══ EXERCISE PASSAGE ══

The 50 Years of Victory is the last vessel in the six-ship series of Arktika Class nuclear-powered icebreakers. Built by Baltic Shipyard and Admiralty Shipyard in St Petersburg, the ship is owned by the Russian Federation Government and managed by Rosatomflot.
The vessel is an upgraded version of the Arktika Class icebreaker. It has an overall length of 159m, a width of 30m, a draught of 11m and a depth of 17.2m. Its displacement is 25,840t. The ship can break through ice up to 2.8m deep and is classified under Russian LL1 class.
The keel for the Victory was laid in October 1989. The ship was launched in December 1993 as the NS Ural, and delivered in 1994. The vessel completed two weeks of sea trials in February 2007 for commissioning in March 2007. The vessel arrived at it homeport of Murmansk in April 2007.
Quark Expeditions chartered the vessel for expeditions to the North Pole in 2008.
50 Years of Victory design and features
The ship has been designed with a double hull and a spoon-shaped bow. The shape of the vessel increases icebreaking capabilities and the hull is coated with polymer paint to reduce friction.
The Victory is fitted with a digital automated control system. The biological shielding complex was modernised and an ecological compartment was added. The ship has a helipad suitable for a MI-2 or KA-32 helicopter.
The ship’s propulsion plant includes two reactors: one to provide power and the other kept in standby mode.
The icebreaking is assisted by the air bubbling system and water ballast located in between the inner and outer hulls. The air bubbling system can deliver 24m³/s of water from jets to 9m under the surface. The vessel can break ice while sailing forward or backward.

═══

PROBLEMS TO WORK ON:
1. Rewrite the passage on the 50 Years of Victory from "50 Years of Victory design" up to and including "to reduce friction.", replacing "spoon-shaped bow" with "rounded bow".
2. Answer these questions using the passage on the 50 Years of Victory:
(a) Under what name was the ship launched in December 1993?
(b) How many reactors are in the ship's propulsion plant?
(c) Which helicopters is the helipad suitable for?

══ DATA FOR REVIEW ══

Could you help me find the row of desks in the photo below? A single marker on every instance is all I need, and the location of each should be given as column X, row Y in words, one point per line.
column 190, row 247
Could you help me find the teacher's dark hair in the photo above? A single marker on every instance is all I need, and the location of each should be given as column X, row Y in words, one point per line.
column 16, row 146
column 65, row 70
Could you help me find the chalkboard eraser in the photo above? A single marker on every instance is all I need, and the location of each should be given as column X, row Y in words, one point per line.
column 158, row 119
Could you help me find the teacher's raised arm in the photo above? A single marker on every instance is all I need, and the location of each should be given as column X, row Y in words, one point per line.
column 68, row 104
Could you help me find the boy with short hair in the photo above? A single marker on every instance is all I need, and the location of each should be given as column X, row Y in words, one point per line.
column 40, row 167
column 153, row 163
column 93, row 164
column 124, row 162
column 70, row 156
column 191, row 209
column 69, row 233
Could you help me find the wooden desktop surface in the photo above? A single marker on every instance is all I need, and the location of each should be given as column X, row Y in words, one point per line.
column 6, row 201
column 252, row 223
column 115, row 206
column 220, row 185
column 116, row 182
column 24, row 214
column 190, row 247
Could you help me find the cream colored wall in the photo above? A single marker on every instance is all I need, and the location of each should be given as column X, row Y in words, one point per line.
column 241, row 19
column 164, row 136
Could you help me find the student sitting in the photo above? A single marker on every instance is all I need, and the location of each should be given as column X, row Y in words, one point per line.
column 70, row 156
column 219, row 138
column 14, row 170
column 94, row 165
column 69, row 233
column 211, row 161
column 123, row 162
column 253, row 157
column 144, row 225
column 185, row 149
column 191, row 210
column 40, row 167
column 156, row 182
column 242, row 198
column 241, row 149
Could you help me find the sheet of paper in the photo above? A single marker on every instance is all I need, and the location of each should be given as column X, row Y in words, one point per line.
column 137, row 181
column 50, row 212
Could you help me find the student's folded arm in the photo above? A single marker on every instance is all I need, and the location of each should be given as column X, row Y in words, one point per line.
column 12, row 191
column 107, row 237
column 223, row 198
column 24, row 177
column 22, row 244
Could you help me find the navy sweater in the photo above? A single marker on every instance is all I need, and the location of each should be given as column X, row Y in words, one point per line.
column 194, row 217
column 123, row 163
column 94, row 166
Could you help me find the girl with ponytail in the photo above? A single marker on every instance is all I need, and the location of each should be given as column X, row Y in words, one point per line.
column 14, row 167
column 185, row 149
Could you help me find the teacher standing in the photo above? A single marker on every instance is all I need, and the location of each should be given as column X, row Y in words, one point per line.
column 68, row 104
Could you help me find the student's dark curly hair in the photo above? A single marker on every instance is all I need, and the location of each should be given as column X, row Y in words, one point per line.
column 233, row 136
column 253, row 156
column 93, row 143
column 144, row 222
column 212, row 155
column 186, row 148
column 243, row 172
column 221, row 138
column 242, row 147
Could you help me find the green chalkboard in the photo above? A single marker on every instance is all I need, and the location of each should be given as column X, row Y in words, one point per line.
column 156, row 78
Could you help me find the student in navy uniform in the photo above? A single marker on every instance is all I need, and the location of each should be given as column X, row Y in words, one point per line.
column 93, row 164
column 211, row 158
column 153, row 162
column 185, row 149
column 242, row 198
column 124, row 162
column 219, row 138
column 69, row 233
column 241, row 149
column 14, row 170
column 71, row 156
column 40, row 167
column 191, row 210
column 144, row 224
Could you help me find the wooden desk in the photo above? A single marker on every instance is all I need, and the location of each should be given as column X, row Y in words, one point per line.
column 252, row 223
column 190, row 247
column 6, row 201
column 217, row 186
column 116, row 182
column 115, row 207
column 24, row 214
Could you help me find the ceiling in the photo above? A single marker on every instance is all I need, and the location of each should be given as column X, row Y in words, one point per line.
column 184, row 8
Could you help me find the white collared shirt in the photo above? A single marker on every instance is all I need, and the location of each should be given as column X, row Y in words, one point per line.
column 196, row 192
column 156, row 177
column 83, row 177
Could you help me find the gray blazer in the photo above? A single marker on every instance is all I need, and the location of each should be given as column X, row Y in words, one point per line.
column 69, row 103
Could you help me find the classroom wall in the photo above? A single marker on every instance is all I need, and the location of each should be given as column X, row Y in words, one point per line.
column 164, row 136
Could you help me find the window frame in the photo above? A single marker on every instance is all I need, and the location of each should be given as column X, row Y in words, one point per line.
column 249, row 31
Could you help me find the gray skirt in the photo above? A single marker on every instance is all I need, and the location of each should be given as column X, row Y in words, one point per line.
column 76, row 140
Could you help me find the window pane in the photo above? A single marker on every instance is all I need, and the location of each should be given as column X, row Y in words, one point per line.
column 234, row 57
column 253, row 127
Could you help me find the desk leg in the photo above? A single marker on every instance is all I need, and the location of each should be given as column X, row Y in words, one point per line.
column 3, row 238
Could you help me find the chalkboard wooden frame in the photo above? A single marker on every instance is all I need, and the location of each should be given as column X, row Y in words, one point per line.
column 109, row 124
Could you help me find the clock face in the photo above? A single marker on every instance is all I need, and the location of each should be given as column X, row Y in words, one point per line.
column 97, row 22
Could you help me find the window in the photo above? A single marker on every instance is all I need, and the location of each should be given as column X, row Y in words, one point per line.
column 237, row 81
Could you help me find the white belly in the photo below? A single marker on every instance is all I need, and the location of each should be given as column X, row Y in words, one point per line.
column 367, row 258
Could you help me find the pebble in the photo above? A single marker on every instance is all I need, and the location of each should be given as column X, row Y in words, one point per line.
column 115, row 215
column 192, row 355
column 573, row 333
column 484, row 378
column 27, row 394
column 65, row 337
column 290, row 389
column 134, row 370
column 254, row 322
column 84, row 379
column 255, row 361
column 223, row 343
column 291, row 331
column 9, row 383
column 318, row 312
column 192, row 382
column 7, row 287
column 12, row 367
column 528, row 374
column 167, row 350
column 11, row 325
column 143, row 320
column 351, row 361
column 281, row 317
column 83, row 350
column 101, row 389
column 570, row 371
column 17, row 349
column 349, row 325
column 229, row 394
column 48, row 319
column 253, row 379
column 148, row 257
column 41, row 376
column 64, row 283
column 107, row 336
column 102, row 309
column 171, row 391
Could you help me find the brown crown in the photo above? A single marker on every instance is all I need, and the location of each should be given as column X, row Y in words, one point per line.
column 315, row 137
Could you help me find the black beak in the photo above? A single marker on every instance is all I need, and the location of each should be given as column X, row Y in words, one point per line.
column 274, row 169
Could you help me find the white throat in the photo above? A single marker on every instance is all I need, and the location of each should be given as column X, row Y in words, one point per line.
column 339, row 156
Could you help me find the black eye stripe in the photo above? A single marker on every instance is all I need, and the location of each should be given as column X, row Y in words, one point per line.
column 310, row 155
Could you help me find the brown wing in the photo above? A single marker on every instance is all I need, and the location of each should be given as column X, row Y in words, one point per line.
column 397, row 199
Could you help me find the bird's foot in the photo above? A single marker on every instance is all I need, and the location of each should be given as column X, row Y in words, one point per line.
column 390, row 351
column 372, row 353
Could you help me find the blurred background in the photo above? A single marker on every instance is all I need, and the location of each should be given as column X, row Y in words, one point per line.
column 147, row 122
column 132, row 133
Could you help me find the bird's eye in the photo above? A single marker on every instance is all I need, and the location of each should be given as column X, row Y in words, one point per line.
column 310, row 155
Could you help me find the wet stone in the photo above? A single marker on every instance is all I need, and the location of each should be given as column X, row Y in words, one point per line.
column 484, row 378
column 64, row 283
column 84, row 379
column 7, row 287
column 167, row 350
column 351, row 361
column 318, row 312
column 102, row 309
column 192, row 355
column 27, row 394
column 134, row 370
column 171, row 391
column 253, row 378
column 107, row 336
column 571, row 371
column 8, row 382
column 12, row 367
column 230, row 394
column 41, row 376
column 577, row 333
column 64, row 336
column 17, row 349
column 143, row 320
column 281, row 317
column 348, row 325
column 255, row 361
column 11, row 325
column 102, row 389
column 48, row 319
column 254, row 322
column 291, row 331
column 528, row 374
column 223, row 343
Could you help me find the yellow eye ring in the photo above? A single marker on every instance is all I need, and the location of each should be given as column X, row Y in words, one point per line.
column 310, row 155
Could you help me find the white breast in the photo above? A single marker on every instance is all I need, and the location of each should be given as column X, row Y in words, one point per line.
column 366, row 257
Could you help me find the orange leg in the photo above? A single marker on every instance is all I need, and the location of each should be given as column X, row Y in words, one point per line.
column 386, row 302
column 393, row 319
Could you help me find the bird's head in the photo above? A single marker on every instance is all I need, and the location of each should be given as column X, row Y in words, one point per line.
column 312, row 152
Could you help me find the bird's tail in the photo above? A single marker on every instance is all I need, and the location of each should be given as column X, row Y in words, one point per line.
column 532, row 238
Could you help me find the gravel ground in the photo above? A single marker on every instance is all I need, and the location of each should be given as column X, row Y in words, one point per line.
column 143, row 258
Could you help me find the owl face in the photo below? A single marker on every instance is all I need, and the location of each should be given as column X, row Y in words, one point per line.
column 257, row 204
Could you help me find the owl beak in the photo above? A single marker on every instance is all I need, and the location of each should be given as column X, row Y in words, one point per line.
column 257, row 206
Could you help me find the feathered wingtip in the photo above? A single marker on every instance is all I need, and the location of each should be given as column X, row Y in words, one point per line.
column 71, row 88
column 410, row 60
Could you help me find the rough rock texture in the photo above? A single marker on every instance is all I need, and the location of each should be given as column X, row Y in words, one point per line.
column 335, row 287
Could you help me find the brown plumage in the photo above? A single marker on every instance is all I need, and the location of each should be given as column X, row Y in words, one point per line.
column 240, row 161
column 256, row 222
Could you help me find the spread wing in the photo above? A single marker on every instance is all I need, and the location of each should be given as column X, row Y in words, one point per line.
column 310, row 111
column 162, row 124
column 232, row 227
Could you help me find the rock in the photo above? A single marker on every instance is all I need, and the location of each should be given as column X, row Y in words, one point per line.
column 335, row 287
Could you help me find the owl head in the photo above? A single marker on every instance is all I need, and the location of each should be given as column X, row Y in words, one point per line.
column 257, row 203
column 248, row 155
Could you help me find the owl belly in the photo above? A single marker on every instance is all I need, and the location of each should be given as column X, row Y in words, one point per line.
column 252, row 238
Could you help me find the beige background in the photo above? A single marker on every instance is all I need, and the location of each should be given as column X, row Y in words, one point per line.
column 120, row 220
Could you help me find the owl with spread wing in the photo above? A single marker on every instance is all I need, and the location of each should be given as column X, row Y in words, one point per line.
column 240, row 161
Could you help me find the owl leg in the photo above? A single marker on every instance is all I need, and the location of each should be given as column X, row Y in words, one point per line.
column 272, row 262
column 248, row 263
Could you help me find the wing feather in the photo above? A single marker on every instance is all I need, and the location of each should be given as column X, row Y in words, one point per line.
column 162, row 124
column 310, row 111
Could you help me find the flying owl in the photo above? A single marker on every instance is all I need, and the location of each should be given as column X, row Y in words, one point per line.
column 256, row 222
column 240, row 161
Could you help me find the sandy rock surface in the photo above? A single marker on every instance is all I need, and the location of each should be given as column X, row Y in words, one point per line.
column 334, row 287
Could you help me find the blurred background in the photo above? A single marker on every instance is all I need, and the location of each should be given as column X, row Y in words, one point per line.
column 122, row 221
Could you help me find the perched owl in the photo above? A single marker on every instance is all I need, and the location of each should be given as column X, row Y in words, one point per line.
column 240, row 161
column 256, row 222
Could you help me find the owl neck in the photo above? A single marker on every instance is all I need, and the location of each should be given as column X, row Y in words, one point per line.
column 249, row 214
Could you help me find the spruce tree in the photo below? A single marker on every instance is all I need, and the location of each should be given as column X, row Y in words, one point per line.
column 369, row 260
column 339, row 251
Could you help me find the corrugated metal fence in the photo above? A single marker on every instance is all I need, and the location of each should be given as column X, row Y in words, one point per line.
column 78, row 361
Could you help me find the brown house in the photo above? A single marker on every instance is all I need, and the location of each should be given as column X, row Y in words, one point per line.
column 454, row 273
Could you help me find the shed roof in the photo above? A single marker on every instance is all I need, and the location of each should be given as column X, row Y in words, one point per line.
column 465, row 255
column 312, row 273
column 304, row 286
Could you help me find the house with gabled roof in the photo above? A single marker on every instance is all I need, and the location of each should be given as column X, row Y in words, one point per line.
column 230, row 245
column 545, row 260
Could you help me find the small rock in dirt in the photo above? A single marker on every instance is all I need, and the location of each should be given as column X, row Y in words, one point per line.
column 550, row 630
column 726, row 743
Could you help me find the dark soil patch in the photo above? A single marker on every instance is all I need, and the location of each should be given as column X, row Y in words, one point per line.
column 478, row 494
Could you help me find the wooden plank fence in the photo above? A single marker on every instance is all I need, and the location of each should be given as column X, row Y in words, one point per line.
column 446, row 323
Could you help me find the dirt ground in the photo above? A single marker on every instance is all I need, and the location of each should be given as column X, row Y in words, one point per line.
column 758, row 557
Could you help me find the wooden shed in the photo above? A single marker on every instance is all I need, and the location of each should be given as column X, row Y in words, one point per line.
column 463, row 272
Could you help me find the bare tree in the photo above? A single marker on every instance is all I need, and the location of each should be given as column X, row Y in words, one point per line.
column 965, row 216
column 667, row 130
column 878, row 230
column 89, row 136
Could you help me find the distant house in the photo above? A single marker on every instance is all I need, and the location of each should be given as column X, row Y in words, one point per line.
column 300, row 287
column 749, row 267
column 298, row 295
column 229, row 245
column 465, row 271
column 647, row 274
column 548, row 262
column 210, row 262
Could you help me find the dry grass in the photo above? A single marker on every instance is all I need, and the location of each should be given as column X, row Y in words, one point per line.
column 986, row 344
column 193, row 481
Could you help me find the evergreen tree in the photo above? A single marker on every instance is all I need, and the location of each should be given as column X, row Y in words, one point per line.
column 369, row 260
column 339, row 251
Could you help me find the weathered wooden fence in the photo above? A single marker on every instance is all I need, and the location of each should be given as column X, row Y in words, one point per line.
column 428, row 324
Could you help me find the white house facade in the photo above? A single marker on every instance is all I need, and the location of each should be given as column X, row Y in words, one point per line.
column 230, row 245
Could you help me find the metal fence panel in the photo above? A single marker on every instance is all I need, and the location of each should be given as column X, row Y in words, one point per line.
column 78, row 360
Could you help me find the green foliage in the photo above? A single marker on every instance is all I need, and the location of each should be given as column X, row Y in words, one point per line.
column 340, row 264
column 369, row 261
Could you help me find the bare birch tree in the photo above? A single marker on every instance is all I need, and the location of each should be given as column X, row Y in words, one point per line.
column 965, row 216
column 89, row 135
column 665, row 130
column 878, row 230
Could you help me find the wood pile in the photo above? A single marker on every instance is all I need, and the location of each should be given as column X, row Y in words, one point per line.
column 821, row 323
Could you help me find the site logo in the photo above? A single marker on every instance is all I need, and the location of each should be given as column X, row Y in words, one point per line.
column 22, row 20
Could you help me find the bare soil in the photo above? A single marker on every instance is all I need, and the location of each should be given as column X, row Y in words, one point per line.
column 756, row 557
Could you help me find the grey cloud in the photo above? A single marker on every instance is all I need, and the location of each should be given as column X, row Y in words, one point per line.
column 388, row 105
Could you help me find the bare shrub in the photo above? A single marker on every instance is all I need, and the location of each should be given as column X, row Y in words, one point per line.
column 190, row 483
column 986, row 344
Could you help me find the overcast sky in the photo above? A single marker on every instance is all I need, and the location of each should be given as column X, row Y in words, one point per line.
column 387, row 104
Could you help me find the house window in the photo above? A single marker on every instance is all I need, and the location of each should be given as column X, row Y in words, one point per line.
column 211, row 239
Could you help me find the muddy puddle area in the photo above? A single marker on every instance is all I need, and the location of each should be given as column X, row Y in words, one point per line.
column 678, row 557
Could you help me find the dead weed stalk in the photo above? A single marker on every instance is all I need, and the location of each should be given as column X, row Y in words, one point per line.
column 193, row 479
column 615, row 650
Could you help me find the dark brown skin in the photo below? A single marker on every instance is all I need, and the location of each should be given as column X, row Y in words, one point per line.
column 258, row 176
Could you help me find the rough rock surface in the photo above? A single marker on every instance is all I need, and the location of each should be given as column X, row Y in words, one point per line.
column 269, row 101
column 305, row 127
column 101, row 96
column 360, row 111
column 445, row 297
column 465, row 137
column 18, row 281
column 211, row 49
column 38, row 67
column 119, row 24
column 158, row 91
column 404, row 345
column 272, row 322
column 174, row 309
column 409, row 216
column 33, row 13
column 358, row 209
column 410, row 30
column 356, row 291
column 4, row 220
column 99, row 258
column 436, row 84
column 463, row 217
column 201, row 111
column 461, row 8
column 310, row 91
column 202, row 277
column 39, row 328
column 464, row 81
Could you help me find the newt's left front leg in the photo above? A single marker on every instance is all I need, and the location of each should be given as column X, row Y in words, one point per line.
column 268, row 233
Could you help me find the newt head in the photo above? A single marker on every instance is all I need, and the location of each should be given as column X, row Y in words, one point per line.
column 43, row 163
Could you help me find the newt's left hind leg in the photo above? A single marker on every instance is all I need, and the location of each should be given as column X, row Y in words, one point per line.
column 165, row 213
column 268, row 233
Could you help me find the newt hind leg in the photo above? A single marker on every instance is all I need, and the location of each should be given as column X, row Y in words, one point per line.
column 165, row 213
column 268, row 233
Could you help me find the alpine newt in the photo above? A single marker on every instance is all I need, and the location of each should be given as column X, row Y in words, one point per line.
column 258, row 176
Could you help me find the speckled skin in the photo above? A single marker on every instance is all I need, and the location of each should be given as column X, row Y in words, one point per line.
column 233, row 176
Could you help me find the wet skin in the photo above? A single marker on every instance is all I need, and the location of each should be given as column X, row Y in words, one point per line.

═══

ANSWERS PROVIDED:
1.
50 Years of Victory design and features
The ship has been designed with a double hull and a rounded bow. The shape of the vessel increases icebreaking capabilities and the hull is coated with polymer paint to reduce friction.

2.
(a) NS Ural
(b) Two
(c) A MI-2 or KA-32 helicopter